(Material shown)
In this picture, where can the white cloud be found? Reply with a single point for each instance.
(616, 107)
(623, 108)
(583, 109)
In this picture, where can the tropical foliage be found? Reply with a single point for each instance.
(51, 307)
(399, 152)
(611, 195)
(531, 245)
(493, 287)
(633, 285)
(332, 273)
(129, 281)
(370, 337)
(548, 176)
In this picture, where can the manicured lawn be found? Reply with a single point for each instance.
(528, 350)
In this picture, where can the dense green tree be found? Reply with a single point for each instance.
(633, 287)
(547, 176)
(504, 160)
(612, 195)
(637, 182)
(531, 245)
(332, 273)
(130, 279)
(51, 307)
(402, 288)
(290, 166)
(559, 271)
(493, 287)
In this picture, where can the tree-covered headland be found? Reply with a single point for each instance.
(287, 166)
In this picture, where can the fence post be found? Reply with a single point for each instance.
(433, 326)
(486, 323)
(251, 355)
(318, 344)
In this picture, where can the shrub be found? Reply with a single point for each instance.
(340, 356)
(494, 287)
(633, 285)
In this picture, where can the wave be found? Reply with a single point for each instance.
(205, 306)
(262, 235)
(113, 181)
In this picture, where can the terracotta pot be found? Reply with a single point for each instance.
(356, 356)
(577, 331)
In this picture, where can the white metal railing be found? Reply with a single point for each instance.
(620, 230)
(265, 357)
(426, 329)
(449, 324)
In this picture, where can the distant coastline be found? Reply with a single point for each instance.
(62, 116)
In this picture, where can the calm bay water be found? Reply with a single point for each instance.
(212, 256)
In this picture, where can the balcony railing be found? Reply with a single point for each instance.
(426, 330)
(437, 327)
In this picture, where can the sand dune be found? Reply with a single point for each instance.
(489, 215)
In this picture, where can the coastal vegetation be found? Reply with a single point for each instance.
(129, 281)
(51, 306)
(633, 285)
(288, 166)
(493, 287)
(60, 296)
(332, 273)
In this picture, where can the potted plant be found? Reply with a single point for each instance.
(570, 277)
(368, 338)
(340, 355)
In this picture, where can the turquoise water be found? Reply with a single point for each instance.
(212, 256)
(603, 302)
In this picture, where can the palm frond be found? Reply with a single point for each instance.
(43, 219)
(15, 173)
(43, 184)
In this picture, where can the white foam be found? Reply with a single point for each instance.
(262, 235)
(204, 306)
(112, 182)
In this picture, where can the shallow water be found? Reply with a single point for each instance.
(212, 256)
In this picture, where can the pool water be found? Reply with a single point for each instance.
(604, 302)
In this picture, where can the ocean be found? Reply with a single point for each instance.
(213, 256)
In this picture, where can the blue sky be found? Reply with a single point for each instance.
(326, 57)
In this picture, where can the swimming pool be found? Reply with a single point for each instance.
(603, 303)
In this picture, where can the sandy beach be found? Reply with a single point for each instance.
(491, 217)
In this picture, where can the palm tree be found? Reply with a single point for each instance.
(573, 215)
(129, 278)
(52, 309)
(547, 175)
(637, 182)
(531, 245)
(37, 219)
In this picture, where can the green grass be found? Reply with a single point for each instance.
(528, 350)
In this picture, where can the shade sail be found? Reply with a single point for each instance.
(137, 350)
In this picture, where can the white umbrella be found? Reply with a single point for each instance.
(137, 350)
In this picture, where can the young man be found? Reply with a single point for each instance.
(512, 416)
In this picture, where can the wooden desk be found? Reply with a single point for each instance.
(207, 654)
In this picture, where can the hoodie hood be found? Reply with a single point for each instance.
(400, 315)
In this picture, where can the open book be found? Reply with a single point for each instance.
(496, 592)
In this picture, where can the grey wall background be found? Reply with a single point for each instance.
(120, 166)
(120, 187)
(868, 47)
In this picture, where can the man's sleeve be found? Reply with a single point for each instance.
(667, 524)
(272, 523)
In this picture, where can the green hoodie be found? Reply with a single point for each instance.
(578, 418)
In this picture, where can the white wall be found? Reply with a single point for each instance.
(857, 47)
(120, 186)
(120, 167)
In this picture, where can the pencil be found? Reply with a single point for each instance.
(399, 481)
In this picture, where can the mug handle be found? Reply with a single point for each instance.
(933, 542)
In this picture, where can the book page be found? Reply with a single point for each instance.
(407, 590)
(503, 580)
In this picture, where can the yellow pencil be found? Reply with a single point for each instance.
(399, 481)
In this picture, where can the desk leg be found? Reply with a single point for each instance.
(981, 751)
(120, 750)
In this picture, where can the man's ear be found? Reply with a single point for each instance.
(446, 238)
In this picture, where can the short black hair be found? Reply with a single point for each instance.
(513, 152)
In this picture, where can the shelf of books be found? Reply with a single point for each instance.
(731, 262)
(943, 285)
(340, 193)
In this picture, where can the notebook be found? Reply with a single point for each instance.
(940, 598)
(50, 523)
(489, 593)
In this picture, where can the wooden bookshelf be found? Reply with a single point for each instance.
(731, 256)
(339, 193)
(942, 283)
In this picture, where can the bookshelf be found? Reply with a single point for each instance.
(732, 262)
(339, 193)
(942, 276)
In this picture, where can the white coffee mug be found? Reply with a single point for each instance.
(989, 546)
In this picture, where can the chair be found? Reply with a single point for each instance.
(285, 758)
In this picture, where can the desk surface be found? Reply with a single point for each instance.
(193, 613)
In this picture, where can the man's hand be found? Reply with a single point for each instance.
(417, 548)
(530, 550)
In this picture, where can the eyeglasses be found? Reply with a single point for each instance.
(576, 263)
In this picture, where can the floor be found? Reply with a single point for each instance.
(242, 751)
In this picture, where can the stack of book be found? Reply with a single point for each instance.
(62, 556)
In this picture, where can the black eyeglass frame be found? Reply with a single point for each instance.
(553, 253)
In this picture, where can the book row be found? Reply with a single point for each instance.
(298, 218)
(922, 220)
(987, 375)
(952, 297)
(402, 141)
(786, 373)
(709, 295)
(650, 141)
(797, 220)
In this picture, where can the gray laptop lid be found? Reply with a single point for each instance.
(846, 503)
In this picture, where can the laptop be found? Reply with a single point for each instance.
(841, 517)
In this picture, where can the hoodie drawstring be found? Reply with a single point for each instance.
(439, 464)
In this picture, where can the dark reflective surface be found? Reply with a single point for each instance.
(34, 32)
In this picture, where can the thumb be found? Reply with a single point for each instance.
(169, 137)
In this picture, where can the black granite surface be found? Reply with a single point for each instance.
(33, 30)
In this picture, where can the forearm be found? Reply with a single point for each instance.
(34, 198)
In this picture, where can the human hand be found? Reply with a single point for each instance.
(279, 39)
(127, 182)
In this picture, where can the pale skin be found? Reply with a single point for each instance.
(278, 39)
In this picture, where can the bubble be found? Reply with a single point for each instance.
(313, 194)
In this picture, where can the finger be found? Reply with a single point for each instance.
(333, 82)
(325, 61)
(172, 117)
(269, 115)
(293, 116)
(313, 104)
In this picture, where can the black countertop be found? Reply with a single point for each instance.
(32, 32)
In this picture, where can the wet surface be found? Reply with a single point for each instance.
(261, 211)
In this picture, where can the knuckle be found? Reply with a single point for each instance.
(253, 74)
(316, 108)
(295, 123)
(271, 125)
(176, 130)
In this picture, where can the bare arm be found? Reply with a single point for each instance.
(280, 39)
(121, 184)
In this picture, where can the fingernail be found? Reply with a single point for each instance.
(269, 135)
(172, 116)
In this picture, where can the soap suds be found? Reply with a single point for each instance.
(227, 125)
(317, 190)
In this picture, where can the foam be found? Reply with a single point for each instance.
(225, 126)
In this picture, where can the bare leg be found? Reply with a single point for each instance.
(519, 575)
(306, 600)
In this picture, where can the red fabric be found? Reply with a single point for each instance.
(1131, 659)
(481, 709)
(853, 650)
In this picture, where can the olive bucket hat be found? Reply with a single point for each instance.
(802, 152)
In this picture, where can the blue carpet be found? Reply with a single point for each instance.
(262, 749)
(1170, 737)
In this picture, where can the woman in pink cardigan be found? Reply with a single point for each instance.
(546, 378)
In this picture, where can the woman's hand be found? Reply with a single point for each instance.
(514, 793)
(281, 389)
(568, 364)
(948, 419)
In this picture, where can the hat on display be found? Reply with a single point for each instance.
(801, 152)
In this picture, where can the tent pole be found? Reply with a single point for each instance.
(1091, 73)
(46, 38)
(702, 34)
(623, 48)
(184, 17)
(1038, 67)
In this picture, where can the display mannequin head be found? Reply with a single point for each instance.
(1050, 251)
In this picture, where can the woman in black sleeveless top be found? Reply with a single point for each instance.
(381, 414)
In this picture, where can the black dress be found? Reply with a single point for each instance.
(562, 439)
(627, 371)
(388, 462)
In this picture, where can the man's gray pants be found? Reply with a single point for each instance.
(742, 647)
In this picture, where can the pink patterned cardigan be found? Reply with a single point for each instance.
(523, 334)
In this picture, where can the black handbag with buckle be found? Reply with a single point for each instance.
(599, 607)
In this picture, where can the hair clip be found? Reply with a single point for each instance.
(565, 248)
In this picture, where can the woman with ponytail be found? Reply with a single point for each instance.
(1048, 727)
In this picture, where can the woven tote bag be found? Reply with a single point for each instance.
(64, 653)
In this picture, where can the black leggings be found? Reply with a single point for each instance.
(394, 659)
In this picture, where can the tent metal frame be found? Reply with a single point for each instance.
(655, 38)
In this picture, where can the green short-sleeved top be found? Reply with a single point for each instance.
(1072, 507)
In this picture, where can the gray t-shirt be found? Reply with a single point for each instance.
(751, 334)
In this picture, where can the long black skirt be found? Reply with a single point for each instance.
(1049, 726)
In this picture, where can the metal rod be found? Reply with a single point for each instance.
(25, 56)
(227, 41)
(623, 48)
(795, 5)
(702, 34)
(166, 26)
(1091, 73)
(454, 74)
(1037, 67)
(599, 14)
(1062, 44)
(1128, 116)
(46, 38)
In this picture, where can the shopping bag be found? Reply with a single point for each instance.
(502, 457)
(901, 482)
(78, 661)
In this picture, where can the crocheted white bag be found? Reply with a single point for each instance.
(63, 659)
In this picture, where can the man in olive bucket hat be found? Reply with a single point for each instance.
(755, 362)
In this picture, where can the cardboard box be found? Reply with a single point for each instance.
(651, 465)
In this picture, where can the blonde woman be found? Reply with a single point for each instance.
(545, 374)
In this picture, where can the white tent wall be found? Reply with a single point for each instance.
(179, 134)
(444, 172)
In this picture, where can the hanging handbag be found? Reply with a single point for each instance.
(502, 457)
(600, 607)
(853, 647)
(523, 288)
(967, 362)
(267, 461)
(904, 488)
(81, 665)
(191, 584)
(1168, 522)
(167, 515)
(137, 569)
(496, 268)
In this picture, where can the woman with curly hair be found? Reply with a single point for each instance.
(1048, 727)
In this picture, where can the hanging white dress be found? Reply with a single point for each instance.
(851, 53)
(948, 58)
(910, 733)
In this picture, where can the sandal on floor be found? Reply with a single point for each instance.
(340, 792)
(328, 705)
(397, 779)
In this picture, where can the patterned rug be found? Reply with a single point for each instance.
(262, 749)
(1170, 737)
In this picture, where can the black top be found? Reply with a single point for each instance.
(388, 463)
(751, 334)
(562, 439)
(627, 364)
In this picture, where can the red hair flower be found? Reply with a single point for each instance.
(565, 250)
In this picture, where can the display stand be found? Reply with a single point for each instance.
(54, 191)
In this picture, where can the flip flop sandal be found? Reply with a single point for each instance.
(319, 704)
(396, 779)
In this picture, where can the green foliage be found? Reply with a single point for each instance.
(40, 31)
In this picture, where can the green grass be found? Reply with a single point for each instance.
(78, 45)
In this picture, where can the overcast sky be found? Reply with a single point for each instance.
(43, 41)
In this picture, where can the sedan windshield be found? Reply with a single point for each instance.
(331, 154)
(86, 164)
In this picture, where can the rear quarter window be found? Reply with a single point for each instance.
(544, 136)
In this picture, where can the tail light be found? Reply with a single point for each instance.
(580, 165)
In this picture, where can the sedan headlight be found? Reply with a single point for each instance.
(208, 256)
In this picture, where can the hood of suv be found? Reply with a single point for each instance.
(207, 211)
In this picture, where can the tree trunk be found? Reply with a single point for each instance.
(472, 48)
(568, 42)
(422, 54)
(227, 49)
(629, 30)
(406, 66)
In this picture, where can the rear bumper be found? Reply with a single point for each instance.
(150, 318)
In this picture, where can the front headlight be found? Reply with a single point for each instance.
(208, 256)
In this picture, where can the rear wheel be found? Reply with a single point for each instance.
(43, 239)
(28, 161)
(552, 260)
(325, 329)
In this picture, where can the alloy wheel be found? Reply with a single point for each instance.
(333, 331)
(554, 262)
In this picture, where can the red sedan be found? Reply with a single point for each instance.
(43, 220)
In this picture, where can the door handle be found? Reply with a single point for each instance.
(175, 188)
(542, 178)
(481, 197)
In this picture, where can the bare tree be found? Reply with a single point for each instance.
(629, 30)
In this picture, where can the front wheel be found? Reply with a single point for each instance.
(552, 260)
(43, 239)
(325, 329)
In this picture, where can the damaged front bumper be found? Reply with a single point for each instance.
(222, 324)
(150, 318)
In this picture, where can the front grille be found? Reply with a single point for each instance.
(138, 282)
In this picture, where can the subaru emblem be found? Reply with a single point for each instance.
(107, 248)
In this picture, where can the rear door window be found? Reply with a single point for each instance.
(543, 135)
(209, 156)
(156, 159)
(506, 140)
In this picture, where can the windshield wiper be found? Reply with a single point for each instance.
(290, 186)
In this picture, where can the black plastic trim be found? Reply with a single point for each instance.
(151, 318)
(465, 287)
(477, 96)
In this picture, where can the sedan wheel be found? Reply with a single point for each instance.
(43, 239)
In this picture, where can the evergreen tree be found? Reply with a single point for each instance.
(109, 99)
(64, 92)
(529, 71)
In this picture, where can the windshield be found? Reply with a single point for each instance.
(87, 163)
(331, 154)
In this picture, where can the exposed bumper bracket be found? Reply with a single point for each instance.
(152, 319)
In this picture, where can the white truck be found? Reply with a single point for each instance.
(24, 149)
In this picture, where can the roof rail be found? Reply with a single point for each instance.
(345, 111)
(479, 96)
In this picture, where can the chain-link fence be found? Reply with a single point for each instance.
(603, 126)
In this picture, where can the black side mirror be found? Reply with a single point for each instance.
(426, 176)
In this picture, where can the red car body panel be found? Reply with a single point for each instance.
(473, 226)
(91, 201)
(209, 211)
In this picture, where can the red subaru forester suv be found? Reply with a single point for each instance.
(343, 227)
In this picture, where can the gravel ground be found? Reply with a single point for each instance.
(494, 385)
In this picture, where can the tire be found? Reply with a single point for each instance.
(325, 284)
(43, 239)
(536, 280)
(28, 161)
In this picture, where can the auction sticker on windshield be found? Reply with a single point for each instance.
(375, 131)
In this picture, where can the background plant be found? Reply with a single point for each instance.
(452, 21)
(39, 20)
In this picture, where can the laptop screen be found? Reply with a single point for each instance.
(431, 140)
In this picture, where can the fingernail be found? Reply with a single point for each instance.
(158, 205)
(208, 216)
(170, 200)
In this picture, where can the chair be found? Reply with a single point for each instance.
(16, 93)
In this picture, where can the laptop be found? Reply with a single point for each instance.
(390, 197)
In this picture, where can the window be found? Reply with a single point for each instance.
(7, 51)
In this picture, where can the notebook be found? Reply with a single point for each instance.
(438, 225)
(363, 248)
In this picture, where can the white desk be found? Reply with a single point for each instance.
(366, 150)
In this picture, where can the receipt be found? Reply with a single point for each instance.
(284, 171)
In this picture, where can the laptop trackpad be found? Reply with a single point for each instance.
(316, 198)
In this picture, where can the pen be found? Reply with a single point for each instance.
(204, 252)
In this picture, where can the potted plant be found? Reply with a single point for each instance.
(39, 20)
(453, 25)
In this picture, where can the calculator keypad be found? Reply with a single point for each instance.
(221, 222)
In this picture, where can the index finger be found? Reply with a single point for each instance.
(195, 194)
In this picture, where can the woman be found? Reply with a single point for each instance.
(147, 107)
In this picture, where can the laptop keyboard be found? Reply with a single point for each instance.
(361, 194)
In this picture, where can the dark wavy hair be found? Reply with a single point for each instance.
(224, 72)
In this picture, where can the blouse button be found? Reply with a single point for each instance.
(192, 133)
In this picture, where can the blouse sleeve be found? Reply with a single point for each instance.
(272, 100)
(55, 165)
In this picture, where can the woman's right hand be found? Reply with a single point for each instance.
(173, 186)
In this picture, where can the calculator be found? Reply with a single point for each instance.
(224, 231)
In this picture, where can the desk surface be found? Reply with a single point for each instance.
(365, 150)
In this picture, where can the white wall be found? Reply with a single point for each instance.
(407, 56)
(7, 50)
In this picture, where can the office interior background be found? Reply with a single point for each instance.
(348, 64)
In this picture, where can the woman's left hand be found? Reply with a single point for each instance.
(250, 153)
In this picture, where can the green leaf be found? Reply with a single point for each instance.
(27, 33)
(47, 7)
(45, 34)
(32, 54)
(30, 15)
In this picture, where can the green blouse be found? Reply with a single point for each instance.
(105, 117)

(Goal)
Locate "In this picture, where can the calculator be" in the material, then quote the line that contains it and all lines after it through the final one.

(Answer in full)
In this picture, where can the calculator be found? Reply with a single point for each instance.
(224, 231)
In this picture, where can the desk surface be found? Reply with a single point for each instance.
(365, 150)
In this picture, where can the white wall be found? Reply with a single point for each instance.
(407, 56)
(7, 50)
In this picture, where can the office interior background be found? Reply with a single point for each instance.
(348, 64)
In this picture, where can the woman's left hand be found? Reply with a single point for each instance.
(250, 153)
In this picture, where can the green leaf be found? Reply with a single point for each instance.
(27, 33)
(47, 7)
(45, 34)
(32, 54)
(30, 15)
In this picture, where can the green blouse be found? Reply with a single point for each instance.
(105, 117)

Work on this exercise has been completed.